Say nothing but the number of lines below in which the string "butterfly" appears.

- Collected data:

----------------

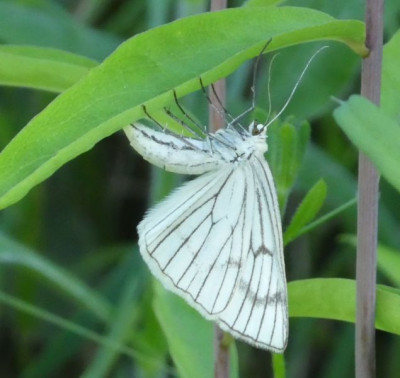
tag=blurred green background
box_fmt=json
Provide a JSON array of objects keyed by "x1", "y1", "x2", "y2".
[{"x1": 0, "y1": 0, "x2": 399, "y2": 377}]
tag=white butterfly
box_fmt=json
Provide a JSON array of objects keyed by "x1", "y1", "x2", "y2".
[
  {"x1": 124, "y1": 45, "x2": 326, "y2": 352},
  {"x1": 124, "y1": 118, "x2": 287, "y2": 352}
]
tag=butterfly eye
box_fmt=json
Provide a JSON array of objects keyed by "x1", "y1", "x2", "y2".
[{"x1": 252, "y1": 123, "x2": 263, "y2": 136}]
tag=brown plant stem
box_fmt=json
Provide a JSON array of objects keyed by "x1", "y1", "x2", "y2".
[
  {"x1": 209, "y1": 0, "x2": 227, "y2": 133},
  {"x1": 356, "y1": 0, "x2": 383, "y2": 377},
  {"x1": 209, "y1": 3, "x2": 229, "y2": 378}
]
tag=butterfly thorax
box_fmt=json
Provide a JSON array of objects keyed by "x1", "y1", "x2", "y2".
[
  {"x1": 209, "y1": 122, "x2": 268, "y2": 166},
  {"x1": 207, "y1": 129, "x2": 254, "y2": 165}
]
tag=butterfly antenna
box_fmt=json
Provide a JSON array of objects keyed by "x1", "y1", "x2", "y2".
[
  {"x1": 199, "y1": 77, "x2": 232, "y2": 126},
  {"x1": 251, "y1": 39, "x2": 271, "y2": 111},
  {"x1": 141, "y1": 105, "x2": 202, "y2": 150},
  {"x1": 229, "y1": 39, "x2": 272, "y2": 130},
  {"x1": 172, "y1": 90, "x2": 207, "y2": 138},
  {"x1": 142, "y1": 105, "x2": 164, "y2": 130},
  {"x1": 264, "y1": 45, "x2": 328, "y2": 128},
  {"x1": 265, "y1": 53, "x2": 279, "y2": 124},
  {"x1": 163, "y1": 107, "x2": 204, "y2": 139}
]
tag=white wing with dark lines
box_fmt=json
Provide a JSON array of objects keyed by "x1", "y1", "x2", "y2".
[
  {"x1": 136, "y1": 131, "x2": 288, "y2": 352},
  {"x1": 124, "y1": 124, "x2": 227, "y2": 175},
  {"x1": 216, "y1": 155, "x2": 287, "y2": 351},
  {"x1": 138, "y1": 163, "x2": 253, "y2": 315}
]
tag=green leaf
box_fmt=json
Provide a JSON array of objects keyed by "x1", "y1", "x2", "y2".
[
  {"x1": 376, "y1": 245, "x2": 400, "y2": 288},
  {"x1": 19, "y1": 250, "x2": 147, "y2": 378},
  {"x1": 382, "y1": 29, "x2": 400, "y2": 120},
  {"x1": 293, "y1": 197, "x2": 357, "y2": 242},
  {"x1": 289, "y1": 278, "x2": 400, "y2": 336},
  {"x1": 298, "y1": 144, "x2": 400, "y2": 247},
  {"x1": 130, "y1": 289, "x2": 169, "y2": 378},
  {"x1": 333, "y1": 95, "x2": 400, "y2": 192},
  {"x1": 272, "y1": 353, "x2": 286, "y2": 378},
  {"x1": 0, "y1": 1, "x2": 119, "y2": 60},
  {"x1": 268, "y1": 119, "x2": 311, "y2": 211},
  {"x1": 0, "y1": 290, "x2": 138, "y2": 360},
  {"x1": 0, "y1": 7, "x2": 366, "y2": 210},
  {"x1": 82, "y1": 271, "x2": 148, "y2": 378},
  {"x1": 0, "y1": 231, "x2": 111, "y2": 322},
  {"x1": 0, "y1": 45, "x2": 97, "y2": 92},
  {"x1": 340, "y1": 235, "x2": 400, "y2": 287},
  {"x1": 284, "y1": 179, "x2": 327, "y2": 245},
  {"x1": 244, "y1": 0, "x2": 284, "y2": 7},
  {"x1": 153, "y1": 282, "x2": 239, "y2": 378}
]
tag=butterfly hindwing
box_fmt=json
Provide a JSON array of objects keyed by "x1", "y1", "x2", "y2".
[
  {"x1": 138, "y1": 165, "x2": 251, "y2": 315},
  {"x1": 215, "y1": 156, "x2": 287, "y2": 351},
  {"x1": 138, "y1": 153, "x2": 288, "y2": 351}
]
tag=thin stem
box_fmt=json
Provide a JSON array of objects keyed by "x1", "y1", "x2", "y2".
[
  {"x1": 356, "y1": 0, "x2": 383, "y2": 377},
  {"x1": 209, "y1": 2, "x2": 229, "y2": 377},
  {"x1": 209, "y1": 80, "x2": 227, "y2": 133},
  {"x1": 209, "y1": 0, "x2": 228, "y2": 135}
]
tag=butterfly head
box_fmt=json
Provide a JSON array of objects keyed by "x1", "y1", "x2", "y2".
[{"x1": 249, "y1": 121, "x2": 268, "y2": 154}]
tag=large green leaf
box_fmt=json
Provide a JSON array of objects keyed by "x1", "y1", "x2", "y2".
[
  {"x1": 289, "y1": 278, "x2": 400, "y2": 335},
  {"x1": 0, "y1": 45, "x2": 97, "y2": 92},
  {"x1": 333, "y1": 96, "x2": 400, "y2": 192},
  {"x1": 0, "y1": 7, "x2": 366, "y2": 210}
]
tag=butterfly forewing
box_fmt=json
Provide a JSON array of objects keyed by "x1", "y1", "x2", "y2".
[{"x1": 125, "y1": 124, "x2": 225, "y2": 175}]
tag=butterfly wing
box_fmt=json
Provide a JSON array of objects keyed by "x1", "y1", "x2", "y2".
[
  {"x1": 138, "y1": 164, "x2": 252, "y2": 315},
  {"x1": 138, "y1": 154, "x2": 287, "y2": 352},
  {"x1": 217, "y1": 155, "x2": 288, "y2": 352},
  {"x1": 124, "y1": 124, "x2": 225, "y2": 175}
]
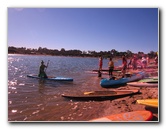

----------------

- OUTPUT FOR THIS TASK:
8